I also had to fight this problem for a racing game. As Robert
suggested, average your delta times, it's the only way you can smooth
things out. I use a window of 5 frames per second for which i sum up
the delta times and divide by the number of frames. An example

15ms, 15ms, 33ms, 15ms, 15ms will give you an average delta time of
18.6ms for frame 6. The 33ms will also influence the delta time of the
next 4 frames after it. To avoid that effect you could use weighted
averaging: frame delta times that are newer receive a higher weight
(just an example, haven't boughtered using it)

On 2 Feb., 06:55, "[email protected]"
<[email protected]> wrote:
> I am already doing the animation in a time-based fashion. However,
> when I scroll the texture at a constant speed across the screen, I can
> see stuttering when the frame rate changes between 60fps and 30fps.
> Apparently the human eye is very good at detecting this kind of
> anomaly.
>
> On Feb 1, 4:35 pm, Robert Green <[email protected]> wrote:
>
> > What MrChaz said.  Use time-based animation and then if you want to
> > smooth out the rough spots, you can tick using a running average.
>
> > On Feb 1, 1:02 pm, MrChaz <[email protected]> wrote:
>
> > > The easiest way to achieve a smooth rotation is to multiply the
> > > rotation amount by the time difference between the current frame and
> > > the last frame - that way the amount moved is constant over time.
>
> > > On Feb 1, 5:18 pm, "[email protected]"

(Provided records)
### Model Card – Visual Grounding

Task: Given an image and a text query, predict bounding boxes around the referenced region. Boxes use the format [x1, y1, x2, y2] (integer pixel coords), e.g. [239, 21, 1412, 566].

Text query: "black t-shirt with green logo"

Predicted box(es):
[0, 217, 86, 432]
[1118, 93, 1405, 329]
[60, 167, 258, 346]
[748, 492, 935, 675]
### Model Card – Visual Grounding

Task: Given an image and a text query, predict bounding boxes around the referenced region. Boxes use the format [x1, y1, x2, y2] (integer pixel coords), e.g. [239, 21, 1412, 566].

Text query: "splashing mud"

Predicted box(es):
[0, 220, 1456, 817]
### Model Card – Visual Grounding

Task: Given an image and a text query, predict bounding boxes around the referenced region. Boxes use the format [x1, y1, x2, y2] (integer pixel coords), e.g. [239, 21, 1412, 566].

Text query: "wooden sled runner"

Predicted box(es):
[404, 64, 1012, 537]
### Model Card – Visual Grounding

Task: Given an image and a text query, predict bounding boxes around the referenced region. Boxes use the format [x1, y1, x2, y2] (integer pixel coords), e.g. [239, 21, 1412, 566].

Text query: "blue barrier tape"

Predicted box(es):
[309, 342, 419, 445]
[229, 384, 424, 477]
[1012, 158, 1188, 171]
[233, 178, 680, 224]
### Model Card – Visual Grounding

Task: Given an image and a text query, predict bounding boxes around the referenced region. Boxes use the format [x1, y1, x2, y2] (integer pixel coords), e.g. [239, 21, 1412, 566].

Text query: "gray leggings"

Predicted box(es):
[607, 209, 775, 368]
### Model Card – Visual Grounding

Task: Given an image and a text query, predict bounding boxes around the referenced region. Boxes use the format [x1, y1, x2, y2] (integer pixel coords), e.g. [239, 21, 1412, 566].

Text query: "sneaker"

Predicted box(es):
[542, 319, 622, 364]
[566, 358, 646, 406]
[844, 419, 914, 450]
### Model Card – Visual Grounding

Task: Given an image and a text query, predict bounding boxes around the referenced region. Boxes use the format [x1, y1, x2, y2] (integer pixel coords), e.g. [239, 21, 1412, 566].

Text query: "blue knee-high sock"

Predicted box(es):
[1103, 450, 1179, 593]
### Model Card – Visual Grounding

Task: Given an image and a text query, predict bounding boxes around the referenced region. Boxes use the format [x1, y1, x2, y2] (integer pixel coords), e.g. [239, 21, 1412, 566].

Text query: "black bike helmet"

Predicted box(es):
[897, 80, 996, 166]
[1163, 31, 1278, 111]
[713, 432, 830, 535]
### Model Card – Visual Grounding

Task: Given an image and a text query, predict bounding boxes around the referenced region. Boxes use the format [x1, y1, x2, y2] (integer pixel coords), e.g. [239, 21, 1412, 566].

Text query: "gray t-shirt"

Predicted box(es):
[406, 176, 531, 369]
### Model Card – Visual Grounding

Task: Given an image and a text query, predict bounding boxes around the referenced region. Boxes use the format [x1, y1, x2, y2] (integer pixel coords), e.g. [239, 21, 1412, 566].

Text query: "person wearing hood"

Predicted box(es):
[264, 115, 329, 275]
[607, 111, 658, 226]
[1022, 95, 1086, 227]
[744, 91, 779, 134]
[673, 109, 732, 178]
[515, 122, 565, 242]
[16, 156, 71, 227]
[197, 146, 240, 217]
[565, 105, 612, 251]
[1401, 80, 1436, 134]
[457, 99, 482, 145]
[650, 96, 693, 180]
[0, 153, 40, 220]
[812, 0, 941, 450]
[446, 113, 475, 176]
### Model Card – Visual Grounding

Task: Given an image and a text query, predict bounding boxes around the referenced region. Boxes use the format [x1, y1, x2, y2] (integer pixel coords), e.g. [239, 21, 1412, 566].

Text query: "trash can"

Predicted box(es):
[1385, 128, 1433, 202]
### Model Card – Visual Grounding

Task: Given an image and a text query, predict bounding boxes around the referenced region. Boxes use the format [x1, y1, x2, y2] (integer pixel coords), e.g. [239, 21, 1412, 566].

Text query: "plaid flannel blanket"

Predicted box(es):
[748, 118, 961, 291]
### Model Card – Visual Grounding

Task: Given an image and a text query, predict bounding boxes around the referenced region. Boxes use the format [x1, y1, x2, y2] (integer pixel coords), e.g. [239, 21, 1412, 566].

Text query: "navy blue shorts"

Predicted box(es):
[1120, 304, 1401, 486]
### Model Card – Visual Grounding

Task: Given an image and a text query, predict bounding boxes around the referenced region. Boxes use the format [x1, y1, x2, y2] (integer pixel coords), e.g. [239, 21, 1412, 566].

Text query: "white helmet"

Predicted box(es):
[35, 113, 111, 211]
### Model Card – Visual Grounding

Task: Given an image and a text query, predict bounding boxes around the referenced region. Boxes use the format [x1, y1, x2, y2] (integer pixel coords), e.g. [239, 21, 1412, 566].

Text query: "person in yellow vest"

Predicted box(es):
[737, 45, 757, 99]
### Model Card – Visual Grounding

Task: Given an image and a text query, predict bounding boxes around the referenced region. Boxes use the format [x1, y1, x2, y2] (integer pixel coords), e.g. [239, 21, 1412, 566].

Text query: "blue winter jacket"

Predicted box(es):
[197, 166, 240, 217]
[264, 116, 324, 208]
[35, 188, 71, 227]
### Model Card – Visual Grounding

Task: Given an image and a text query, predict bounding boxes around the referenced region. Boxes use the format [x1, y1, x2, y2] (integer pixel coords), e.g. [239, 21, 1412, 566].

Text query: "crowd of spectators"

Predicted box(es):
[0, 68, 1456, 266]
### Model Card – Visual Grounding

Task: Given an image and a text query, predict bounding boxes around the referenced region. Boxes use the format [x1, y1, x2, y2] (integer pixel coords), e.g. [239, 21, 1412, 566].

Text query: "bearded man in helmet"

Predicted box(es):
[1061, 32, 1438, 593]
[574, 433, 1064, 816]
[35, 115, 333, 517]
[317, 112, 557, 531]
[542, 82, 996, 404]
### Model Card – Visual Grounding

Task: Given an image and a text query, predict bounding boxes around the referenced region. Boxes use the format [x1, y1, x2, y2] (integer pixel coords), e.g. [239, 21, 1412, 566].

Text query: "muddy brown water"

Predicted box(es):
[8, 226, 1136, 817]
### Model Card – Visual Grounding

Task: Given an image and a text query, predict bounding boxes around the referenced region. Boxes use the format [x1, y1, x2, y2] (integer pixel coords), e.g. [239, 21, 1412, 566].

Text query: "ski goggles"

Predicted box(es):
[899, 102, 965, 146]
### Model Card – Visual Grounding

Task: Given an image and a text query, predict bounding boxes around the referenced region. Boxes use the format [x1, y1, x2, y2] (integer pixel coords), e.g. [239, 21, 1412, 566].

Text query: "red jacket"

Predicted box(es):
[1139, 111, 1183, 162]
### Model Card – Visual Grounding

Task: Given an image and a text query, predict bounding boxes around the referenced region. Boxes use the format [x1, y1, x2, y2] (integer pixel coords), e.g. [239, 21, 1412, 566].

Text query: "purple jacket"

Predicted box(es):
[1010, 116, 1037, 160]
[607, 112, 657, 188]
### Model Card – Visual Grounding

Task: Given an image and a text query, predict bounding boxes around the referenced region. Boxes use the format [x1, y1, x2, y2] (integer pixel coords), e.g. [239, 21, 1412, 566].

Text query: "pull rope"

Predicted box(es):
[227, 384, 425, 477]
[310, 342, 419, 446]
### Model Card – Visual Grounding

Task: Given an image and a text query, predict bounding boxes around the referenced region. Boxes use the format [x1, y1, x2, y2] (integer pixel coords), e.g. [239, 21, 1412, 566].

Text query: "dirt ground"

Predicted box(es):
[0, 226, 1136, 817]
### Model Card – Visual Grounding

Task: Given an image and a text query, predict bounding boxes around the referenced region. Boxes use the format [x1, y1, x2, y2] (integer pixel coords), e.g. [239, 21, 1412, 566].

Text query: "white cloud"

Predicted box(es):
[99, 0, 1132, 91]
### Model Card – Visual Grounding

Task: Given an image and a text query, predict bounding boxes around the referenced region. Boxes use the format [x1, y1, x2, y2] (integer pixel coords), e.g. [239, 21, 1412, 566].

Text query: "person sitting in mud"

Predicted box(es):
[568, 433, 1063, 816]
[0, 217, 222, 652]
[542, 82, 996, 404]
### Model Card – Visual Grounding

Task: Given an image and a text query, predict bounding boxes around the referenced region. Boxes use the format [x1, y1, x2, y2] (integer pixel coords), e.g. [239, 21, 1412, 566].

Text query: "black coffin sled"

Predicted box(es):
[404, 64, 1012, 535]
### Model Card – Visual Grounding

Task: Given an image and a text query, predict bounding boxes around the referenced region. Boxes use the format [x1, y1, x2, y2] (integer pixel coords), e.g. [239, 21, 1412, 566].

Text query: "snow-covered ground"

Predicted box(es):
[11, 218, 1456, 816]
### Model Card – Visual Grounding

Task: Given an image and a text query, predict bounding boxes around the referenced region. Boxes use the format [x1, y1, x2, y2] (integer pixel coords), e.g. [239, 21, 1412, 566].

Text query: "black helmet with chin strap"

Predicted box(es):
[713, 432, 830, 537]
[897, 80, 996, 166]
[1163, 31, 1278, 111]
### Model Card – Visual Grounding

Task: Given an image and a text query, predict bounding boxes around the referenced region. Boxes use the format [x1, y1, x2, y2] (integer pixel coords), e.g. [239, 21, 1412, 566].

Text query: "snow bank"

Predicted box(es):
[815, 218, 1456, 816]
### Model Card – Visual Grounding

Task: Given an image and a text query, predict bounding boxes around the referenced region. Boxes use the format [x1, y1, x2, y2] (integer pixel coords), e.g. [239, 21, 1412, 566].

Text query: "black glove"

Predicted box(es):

(Problems to work on)
1) Answer these about the forum thread:
(a) What average delta time do the example values 15ms, 15ms, 33ms, 15ms, 15ms give, and for which frame?
(b) Between which two frame rates does the stuttering appear when the texture scrolls?
(c) According to MrChaz, what should the rotation amount be multiplied by?
2) Output the forum thread word for word from "15ms, 15ms, 33ms, 15ms, 15ms" to "60fps and 30fps.".

(Task responses)
1)
(a) 18.6ms, for frame 6.
(b) Between 60fps and 30fps.
(c) The time difference between the current frame and the last frame.

2)
15ms, 15ms, 33ms, 15ms, 15ms will give you an average delta time of
18.6ms for frame 6. The 33ms will also influence the delta time of the
next 4 frames after it. To avoid that effect you could use weighted
averaging: frame delta times that are newer receive a higher weight
(just an example, haven't boughtered using it)

On 2 Feb., 06:55, "[email protected]"
<[email protected]> wrote:
> I am already doing the animation in a time-based fashion. However,
> when I scroll the texture at a constant speed across the screen, I can
> see stuttering when the frame rate changes between 60fps and 30fps.